[Saved entries]
- - - -

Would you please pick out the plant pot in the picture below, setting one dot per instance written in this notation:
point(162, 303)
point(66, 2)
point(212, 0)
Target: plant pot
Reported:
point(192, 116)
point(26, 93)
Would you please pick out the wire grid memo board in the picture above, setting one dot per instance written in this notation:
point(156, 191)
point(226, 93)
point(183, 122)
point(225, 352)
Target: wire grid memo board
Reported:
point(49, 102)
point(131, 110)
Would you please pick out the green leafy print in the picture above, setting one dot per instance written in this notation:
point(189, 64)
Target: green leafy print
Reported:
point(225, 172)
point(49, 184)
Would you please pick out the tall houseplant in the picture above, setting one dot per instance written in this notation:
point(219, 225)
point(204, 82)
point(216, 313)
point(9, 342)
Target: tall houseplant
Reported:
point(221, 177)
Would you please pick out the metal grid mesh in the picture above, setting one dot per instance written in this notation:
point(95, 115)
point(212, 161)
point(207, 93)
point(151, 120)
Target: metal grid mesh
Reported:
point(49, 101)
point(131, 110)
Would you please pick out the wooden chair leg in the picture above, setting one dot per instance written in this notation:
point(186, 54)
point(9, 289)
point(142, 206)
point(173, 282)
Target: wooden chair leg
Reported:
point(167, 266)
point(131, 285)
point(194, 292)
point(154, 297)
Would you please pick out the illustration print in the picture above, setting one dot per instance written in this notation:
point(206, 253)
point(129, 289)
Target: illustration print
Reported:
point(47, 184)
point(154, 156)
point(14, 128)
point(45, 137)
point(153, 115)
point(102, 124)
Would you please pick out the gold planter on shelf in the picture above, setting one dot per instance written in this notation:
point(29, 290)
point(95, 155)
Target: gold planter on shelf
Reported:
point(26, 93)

- - - -

REQUIREMENT -
Take the lines above and retype all of them exactly.

RESPONSE TO THE TASK -
Would you please pick out the plant pot in the picture below, setting one dot per instance written in this notation:
point(162, 303)
point(66, 2)
point(212, 0)
Target: plant pot
Reported:
point(192, 116)
point(26, 93)
Would you please pick out the wire grid memo board in the picture above, setting one dot per instance written in this notation:
point(156, 191)
point(226, 93)
point(183, 122)
point(225, 352)
Target: wire grid memo board
Reported:
point(49, 102)
point(131, 110)
Would you please pick out the green leafy print in the picture above, setting one dot per instance written in this notation:
point(189, 64)
Target: green leafy print
Reported:
point(225, 172)
point(49, 184)
Would you please pick out the tall houseplant in the picture above, setting one dot per instance written in this notation:
point(219, 225)
point(204, 82)
point(216, 313)
point(9, 342)
Target: tall houseplant
Reported:
point(221, 177)
Would you please pick out the metal grid mesh in the picture above, setting one dot per instance written in this notation:
point(95, 115)
point(212, 161)
point(207, 93)
point(151, 120)
Target: metal grid mesh
Reported:
point(49, 101)
point(131, 110)
Would you please pick out the wooden chair leg in the picture above, setting one dot per instance written in this notation:
point(186, 54)
point(9, 289)
point(142, 206)
point(173, 282)
Target: wooden chair leg
Reported:
point(167, 266)
point(131, 285)
point(194, 292)
point(154, 297)
Would you please pick out the illustration print in the picture above, setting one dot per instance written in this notation:
point(206, 253)
point(129, 289)
Target: illustration print
Reported:
point(47, 184)
point(154, 156)
point(14, 128)
point(45, 137)
point(153, 115)
point(102, 124)
Would you please pick out the gold planter on shelf in the picture above, setting one dot per instance written in this notation:
point(29, 290)
point(95, 155)
Target: gold planter on shelf
Reported:
point(26, 93)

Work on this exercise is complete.